[Direction a]:
Decide whether each statement agrees with the post on the HOMFLY and Jones polynomials, answering yes or no and quoting the deciding words: (i) The HOMFLY polynomial takes the value 1 on the unknot. (ii) The Jones polynomial has coefficients in a ring of Laurent polynomials in $l$ and $m$. (iii) Substituting directly into the HOMFLY skein relation gives a wrong sign in front of $tV(L_{-})$.

— START OF Text block —

I came across something seemingly trivial, but I don't know why this mistake happens.
We have the HOMFLY-polynomial $P(L)\in\mathbb{Z}[l^{\pm1},m^{\pm1}]$ for oriented links $L$, which satisfies:
1) Normalization: $P(unknot)=1$
2) Skein-relation: $lP(L_{+})+l^{-1}P(L{-})=-mP(L_{0})$
for $L_{+,-,0}$ a knot diagram differing in one crossing by over-/under-/no crossing. (Lickorish-Millet-version)
On the other hand, we have the Jones-polynomial $V(L)\in\Bbb{Z}[t^{\pm1/2}]$ with similar properties:
1) Normalization: $V(unknot)=1$
2) Skein-relation: $t^{-1}V(L_{+})-tV(L{-})=(t^{1/2}-t^{-1/2})V(L_{0})$
Now, as the HOMFLY-polynomial is a generalization of the Jones-polynomial, we can (according to my class and Wikipedia) do the following substitution:
$$V(t)=P(l=t^{-1},m=t^{-1/2}-t^{1/2})$$
When I try to substitute this directly in the HOMFLY Skein-relation, I end up with the wrong sign in front of the $tV(L_{-})$ in the JONES Skein-relation.
Can anybody tell me, whether I have done a stupid Algebra mistake, or have overlooked something that flips the sign during the substitution?
Much obliged
Nik

— END OF Text block —

[Direction b]:
Write out the listing unchanged, from its first line through the line that contains "point(419, 345)", including both ends.

— START OF Given entries —

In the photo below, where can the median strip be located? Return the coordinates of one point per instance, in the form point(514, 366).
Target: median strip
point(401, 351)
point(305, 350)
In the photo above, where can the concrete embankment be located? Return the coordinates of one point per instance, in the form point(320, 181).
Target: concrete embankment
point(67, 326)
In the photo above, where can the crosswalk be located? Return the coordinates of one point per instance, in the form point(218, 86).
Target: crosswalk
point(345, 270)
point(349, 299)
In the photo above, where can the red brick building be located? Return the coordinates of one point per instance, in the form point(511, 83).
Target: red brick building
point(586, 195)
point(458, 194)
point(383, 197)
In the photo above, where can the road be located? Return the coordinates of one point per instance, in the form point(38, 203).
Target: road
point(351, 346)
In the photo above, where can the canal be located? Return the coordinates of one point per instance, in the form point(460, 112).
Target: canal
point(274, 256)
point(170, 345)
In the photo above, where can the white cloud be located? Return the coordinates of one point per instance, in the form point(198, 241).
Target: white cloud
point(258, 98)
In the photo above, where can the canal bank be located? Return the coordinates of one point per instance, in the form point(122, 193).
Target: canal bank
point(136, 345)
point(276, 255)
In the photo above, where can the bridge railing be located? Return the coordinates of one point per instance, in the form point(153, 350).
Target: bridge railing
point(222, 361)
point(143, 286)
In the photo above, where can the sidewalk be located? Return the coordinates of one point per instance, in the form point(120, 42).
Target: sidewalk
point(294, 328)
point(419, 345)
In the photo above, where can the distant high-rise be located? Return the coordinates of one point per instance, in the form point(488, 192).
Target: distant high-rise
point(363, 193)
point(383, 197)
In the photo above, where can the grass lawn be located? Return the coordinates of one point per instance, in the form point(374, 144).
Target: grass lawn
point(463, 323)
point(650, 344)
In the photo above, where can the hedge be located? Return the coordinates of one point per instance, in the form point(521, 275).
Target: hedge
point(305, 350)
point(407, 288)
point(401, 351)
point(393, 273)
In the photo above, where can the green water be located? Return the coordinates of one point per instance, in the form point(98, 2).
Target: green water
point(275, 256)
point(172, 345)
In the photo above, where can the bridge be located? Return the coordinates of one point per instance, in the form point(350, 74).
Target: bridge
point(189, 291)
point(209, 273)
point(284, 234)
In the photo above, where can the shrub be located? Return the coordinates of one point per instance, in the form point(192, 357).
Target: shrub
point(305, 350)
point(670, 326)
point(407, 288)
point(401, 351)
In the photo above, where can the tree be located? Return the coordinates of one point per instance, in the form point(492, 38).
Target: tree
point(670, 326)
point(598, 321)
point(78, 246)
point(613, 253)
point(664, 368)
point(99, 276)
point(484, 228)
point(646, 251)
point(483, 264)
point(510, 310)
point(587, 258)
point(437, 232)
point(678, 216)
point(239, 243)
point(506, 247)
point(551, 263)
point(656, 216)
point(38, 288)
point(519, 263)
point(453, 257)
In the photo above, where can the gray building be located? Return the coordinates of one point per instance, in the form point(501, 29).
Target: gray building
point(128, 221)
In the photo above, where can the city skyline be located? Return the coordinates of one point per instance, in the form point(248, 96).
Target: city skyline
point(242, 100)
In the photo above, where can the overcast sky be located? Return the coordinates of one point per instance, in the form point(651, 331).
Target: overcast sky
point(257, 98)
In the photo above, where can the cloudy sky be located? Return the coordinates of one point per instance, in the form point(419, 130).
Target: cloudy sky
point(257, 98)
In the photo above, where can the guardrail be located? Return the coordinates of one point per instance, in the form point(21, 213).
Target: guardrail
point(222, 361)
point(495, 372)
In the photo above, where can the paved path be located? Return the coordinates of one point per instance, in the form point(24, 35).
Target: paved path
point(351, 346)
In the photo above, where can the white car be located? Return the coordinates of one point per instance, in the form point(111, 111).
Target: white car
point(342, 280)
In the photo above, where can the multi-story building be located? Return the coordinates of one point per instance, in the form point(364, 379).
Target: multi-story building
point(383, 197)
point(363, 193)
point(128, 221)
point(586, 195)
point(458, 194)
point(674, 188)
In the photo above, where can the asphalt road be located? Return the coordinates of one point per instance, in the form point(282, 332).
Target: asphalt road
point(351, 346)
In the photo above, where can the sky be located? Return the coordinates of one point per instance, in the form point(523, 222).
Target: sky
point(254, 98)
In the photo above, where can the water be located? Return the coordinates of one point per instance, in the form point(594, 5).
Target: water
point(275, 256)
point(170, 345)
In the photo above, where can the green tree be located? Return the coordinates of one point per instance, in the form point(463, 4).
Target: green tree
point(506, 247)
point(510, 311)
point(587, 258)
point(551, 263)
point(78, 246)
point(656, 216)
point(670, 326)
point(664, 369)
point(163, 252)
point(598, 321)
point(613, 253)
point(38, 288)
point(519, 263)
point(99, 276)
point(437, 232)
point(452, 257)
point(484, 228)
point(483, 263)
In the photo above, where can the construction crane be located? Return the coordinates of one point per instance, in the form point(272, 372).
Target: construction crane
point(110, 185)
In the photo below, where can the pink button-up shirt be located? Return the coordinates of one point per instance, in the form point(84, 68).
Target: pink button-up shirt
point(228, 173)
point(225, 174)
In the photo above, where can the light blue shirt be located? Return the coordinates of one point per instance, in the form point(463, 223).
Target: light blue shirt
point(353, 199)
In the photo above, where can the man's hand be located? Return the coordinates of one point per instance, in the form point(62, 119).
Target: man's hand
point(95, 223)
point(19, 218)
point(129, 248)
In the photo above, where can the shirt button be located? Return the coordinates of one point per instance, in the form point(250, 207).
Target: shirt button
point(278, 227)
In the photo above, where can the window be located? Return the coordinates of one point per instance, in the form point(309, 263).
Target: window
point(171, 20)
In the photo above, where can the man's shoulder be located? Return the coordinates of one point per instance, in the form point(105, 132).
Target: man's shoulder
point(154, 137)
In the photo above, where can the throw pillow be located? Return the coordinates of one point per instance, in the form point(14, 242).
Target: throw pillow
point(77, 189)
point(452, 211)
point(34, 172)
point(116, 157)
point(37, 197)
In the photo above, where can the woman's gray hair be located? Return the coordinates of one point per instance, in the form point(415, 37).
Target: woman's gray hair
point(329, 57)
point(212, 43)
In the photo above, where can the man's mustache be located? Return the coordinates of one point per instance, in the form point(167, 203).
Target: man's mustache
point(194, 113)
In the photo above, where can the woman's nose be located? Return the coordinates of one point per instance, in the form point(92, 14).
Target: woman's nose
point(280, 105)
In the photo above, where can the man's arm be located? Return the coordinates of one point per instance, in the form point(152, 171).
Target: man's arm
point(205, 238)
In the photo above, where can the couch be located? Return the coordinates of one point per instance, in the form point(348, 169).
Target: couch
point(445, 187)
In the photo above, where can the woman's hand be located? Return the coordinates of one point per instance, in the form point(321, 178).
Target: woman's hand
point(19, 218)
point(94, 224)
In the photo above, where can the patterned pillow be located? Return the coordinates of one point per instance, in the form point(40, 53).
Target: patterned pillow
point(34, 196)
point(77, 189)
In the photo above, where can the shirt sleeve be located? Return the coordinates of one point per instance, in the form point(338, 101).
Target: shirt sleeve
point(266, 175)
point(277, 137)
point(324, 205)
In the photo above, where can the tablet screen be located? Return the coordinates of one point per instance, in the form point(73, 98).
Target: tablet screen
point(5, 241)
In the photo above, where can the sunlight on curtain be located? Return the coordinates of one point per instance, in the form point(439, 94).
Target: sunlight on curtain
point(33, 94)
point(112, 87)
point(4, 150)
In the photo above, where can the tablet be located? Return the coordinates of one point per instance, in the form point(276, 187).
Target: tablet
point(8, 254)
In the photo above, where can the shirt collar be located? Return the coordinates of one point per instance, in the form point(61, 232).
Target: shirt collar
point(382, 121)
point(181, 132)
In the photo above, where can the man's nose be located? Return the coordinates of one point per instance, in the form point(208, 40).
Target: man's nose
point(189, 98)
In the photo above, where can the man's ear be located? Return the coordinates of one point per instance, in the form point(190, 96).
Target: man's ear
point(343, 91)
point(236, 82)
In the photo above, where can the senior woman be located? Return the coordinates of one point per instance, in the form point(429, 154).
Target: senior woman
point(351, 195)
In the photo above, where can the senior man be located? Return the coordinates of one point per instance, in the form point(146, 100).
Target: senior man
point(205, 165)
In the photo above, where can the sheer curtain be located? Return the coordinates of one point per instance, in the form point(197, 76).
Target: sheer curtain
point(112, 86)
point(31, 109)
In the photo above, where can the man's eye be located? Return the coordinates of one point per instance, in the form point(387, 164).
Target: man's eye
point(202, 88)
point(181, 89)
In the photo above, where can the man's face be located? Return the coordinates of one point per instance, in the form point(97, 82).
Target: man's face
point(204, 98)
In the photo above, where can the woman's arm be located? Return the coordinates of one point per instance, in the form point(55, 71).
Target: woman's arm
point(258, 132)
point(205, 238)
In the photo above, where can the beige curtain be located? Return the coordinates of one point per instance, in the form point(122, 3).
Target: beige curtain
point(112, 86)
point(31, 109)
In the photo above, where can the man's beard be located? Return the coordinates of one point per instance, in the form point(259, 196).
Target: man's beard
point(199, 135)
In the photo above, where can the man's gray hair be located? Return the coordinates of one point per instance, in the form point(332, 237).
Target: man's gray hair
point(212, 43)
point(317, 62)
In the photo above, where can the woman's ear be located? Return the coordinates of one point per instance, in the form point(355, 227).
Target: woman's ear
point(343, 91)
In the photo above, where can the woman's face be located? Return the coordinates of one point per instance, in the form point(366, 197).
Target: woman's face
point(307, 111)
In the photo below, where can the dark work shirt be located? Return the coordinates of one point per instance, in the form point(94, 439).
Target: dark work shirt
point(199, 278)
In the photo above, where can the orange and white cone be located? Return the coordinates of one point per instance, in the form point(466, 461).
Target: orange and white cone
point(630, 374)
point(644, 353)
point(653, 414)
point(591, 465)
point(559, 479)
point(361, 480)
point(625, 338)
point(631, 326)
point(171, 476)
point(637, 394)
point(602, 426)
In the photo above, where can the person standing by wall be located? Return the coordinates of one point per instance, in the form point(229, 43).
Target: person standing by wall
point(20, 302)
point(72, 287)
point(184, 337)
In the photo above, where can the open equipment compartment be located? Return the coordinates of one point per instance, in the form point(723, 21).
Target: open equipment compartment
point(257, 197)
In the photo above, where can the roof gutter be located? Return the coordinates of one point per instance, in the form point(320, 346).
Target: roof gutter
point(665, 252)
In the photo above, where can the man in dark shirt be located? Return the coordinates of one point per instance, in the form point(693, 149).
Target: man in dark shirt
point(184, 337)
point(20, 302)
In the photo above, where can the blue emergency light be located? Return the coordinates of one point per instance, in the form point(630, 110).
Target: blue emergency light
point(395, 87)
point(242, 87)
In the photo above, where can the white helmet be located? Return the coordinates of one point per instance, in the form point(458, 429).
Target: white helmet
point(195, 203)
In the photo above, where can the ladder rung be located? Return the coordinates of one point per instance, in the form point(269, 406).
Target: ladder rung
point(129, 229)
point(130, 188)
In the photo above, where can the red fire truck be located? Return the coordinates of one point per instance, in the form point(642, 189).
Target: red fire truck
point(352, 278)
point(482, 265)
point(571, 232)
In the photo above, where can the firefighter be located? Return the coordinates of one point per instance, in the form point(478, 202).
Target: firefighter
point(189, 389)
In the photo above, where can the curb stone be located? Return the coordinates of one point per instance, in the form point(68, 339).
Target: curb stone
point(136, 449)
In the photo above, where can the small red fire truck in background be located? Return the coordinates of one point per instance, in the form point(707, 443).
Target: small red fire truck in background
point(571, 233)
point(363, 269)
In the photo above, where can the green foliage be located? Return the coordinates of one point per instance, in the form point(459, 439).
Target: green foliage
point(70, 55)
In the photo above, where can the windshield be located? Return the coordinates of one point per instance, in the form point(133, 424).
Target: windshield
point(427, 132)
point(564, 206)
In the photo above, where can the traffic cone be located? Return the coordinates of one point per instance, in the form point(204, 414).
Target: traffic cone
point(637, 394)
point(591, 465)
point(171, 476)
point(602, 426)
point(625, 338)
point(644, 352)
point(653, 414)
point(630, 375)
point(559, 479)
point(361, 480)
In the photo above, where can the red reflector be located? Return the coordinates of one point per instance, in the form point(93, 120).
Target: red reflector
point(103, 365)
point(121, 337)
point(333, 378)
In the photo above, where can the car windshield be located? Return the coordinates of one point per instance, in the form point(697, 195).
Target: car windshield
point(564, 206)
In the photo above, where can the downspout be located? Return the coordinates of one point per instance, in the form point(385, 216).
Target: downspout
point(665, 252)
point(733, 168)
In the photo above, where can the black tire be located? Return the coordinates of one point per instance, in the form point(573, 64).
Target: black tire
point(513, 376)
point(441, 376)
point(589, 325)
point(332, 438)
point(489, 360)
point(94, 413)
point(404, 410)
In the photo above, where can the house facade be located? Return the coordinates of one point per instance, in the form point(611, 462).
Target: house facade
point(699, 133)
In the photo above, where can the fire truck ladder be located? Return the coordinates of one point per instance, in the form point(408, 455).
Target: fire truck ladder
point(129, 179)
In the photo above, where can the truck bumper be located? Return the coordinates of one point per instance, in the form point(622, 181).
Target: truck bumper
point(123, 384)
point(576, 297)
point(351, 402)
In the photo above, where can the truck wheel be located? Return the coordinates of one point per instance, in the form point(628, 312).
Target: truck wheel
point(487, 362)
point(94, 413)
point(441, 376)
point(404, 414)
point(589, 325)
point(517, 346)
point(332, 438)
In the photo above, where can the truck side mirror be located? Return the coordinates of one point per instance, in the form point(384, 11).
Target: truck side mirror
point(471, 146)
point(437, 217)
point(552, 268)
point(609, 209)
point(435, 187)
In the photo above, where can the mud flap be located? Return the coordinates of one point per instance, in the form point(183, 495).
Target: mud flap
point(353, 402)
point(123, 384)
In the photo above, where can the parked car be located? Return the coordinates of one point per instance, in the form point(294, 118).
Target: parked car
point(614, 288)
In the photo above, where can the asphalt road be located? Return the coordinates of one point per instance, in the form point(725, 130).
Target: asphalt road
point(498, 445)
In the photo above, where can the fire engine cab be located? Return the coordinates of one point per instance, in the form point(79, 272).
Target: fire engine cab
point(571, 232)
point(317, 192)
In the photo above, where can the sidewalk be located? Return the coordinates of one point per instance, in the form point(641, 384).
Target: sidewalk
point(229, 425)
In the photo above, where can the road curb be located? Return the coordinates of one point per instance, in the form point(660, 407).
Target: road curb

— END OF Given entries —

[Worked answer a]:
(i) Yes: "Normalization: $P(unknot)=1$"
(ii) No: "$V(L)\in\Bbb{Z}[t^{\pm1/2}]$"
(iii) Yes: "I end up with the wrong sign in front of the $tV(L_{-})$ in the JONES Skein-relation"

[Worked answer b]:
In the photo below, where can the median strip be located? Return the coordinates of one point per instance, in the form point(514, 366).
Target: median strip
point(401, 351)
point(305, 350)
In the photo above, where can the concrete embankment be located? Return the coordinates of one point per instance, in the form point(320, 181).
Target: concrete embankment
point(67, 326)
In the photo above, where can the crosswalk be located? Return the coordinates of one point per instance, in the form point(218, 86).
Target: crosswalk
point(345, 270)
point(349, 299)
In the photo above, where can the red brick building be located? Return the coordinates of one point per instance, in the form point(511, 83).
Target: red brick building
point(586, 195)
point(458, 194)
point(383, 197)
In the photo above, where can the road be located? Return the coordinates of one point per instance, in the form point(38, 203).
Target: road
point(351, 346)
In the photo above, where can the canal be located? Return the coordinates of one point per instance, in the form point(460, 112).
Target: canal
point(274, 256)
point(170, 345)
In the photo above, where can the white cloud be located? Return the coordinates of one point per instance, in the form point(198, 241).
Target: white cloud
point(258, 98)
In the photo above, where can the canal bank be located? Return the coordinates of one point per instance, in the form point(122, 193).
Target: canal bank
point(136, 345)
point(276, 255)
In the photo above, where can the bridge railing be located? Return the coordinates of one point per instance, in the form point(153, 350).
Target: bridge railing
point(222, 361)
point(143, 286)
In the photo above, where can the sidewalk be located? Return the coordinates of one point per instance, in the form point(120, 42).
Target: sidewalk
point(294, 328)
point(419, 345)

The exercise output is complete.